→ Provided text
To date, most personalization systems for the Web have fallen into three major categories: manual decision rule systems, collaborative filtering systems, and content-based filtering agents. Manual decision rule systems, such as Broadvision (www.broadvision.com), allow Web site administrators to specify rules based on user demographics or static profiles (collected through a registration process), or session history. The rules are used to affect the content served to a particular user. Collaborative filtering systems, such as Firefly [11], and Net Perceptions (www.netperceptions.com), typically take explicit information in the form of user ratings or preferences, and, through a correlation engine, return information that is predicted to closely match the users’ preferences. Content-based filtering approaches such as those used by WebWatcher [5] rely on content similarity of Web documents to personal profiles obtained explicitly or implicitly from users.
Increasingly, the new generation of Web personalization tools is attempting to incorporate techniques for pattern discovery from Web usage data. For example, some collaborative filtering systems such as Net Perceptions are experimenting with obtaining implicit user ratings from usage data. Web usage mining systems run any number of data mining algorithms on usage or clickstream data gathered from one or more Web sites in order to discover user profiles. The increasing focus on Web usage data is due to several factors. The input is not a subjective description of the users by the users themselves, and thus is not prone to biases. The profiles are dynamically obtained from user patterns, and thus the system performance does not degrade over time as the profiles age. Furthermore, using content similarity alone as a way to obtain aggregate profiles may result in missing important semantic relationships among Web objects. Thus, Web usage mining can reduce the need for obtaining subjective user ratings or registration-based personal preferences.

→ Set exercise
Write the next portion of the text on Web personalization systems, starting after its final sentence.

Excerpts of location labeling data:

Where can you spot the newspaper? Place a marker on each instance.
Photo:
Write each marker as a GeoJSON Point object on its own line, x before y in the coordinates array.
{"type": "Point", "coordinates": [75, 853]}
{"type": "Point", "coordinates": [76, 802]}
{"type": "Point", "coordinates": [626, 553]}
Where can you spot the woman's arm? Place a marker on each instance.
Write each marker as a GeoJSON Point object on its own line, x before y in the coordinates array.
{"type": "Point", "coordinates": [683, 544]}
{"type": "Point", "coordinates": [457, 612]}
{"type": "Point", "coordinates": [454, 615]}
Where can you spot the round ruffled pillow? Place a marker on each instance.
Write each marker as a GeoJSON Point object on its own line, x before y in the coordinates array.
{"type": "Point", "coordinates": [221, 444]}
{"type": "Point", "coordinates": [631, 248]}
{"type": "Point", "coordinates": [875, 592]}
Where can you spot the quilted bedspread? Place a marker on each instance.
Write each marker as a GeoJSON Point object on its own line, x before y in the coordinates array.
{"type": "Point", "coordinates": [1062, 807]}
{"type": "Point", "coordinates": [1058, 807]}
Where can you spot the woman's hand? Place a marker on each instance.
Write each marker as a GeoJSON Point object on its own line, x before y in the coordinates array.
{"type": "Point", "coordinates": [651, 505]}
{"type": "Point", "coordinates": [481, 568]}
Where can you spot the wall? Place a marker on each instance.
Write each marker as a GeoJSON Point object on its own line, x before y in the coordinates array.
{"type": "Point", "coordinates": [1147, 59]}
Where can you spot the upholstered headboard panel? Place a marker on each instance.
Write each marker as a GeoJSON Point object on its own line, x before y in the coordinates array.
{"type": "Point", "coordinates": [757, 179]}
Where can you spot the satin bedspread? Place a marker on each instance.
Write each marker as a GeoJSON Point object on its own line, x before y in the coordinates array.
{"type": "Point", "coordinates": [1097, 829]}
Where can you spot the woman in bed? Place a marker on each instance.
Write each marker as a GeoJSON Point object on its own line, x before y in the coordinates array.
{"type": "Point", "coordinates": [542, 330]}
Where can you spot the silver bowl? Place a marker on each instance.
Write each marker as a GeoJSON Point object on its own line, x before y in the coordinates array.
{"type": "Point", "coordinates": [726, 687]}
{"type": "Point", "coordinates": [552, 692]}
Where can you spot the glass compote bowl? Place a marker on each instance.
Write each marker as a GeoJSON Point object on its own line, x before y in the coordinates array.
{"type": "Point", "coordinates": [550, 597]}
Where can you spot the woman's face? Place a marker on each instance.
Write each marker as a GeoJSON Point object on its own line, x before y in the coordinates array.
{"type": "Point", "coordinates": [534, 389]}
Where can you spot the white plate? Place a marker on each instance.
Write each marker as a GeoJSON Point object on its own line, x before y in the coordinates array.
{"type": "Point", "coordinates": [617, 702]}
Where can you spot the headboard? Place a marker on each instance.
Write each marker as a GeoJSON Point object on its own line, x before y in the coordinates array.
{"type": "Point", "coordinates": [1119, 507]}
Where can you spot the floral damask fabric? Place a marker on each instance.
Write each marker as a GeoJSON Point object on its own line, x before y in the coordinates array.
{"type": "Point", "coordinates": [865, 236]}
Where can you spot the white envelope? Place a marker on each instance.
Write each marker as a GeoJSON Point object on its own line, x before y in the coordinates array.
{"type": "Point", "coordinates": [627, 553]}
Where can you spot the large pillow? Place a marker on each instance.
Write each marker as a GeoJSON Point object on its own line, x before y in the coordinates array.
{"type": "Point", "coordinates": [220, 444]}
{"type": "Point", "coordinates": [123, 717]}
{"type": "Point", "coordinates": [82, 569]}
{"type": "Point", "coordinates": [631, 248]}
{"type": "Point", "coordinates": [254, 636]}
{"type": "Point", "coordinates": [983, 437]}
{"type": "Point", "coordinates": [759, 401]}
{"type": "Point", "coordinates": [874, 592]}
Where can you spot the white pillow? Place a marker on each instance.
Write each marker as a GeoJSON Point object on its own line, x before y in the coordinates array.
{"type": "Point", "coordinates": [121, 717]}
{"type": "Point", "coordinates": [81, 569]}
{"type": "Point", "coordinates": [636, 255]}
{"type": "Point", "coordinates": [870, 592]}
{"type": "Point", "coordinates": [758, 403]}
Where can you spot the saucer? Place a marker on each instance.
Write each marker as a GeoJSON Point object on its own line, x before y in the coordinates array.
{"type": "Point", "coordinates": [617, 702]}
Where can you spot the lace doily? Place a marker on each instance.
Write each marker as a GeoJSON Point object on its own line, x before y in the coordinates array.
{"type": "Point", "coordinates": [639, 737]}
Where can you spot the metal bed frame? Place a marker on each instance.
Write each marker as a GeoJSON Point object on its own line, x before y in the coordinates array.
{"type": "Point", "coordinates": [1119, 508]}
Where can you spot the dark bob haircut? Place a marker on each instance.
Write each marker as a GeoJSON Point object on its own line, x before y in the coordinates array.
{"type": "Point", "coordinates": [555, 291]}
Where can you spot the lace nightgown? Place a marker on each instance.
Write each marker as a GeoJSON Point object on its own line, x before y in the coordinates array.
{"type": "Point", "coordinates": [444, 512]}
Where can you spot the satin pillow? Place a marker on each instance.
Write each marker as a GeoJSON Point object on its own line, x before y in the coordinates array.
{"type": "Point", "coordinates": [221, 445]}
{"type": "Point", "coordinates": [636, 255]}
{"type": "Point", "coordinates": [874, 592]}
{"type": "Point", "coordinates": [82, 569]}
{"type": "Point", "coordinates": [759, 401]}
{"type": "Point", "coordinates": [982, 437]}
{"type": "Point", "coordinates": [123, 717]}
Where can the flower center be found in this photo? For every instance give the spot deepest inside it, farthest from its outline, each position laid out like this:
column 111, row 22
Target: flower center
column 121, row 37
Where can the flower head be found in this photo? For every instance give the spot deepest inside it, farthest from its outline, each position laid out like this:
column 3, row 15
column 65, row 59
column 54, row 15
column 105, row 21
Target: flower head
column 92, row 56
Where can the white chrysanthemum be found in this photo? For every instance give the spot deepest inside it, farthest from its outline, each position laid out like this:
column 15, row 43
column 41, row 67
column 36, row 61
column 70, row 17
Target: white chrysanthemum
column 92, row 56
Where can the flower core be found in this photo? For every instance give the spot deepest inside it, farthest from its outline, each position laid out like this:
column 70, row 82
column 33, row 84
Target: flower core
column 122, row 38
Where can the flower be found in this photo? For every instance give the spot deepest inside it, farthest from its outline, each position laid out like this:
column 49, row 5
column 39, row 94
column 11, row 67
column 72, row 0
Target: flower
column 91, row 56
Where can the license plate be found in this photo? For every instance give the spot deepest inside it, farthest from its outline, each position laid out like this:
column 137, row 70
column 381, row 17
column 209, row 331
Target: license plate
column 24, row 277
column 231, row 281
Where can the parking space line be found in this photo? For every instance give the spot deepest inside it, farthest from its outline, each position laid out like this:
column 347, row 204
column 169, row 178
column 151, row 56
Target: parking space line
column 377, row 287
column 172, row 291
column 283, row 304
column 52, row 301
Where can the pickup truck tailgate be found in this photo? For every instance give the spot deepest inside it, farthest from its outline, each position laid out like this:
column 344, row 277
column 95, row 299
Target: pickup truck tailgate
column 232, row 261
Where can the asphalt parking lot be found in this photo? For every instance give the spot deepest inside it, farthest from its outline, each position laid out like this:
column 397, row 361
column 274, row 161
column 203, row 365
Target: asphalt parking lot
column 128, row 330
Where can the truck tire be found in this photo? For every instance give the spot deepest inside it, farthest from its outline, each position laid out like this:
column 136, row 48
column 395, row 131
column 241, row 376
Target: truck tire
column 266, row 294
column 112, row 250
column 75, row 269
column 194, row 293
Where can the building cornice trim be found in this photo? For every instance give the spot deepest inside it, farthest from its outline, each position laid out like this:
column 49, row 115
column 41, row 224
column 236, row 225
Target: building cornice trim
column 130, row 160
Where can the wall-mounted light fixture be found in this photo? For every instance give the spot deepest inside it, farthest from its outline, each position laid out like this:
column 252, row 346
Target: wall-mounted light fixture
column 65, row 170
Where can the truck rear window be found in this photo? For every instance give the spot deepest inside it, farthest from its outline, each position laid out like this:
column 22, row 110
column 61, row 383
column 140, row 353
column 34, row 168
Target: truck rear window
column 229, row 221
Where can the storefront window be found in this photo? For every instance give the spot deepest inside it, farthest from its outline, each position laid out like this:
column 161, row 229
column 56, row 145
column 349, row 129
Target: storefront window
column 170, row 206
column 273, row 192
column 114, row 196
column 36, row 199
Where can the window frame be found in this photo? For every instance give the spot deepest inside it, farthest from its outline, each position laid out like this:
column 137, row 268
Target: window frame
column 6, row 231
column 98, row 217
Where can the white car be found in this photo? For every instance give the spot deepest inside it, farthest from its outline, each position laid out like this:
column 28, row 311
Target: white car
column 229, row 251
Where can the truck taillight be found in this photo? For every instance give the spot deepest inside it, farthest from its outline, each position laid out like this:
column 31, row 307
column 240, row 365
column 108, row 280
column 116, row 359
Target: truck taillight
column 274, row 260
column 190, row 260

→ Result of this task
Mining Usage Data for Web Personalization
Principal elements of Web personalization include the modeling of Web objects (for example, products or pages) and subjects (users), categorization of objects and subjects, matching between and across objects and/or subjects, and determination of the set of actions to be recommended for personalization. As depicted in Figure 1, the overall process of usage-based Web personalization is divided into two components. The offline component is comprised of the data preparation and specific usage mining tasks. The data preparation tasks result in a server session file, where each session is a sequence of pageviews each represented by a unique Uniform Resource Identifier (URI) reference attributed to a particular user. In addition, only URIs that represent meaningful or relevant pageviews are included in a server session file (see the sidebar “Data Preparation for Web Usage Mining”). The usage mining tasks can involve the discovery of association rules, sequential patterns, pageview clusters, user clusters, or any other pattern discovery method. The discovered patterns are used by the online component to provide personalized content to users based on their current navigational activity. The personalized content can take the form of recommended links or products, targeted advertisements, or text and graphics tailored to the user’s preferences. The Web server keeps track of the active server session as the user’s browser makes HTTP requests. The recommendation engine considers the active server session in conjunction with the discovered patterns to provide personalized content.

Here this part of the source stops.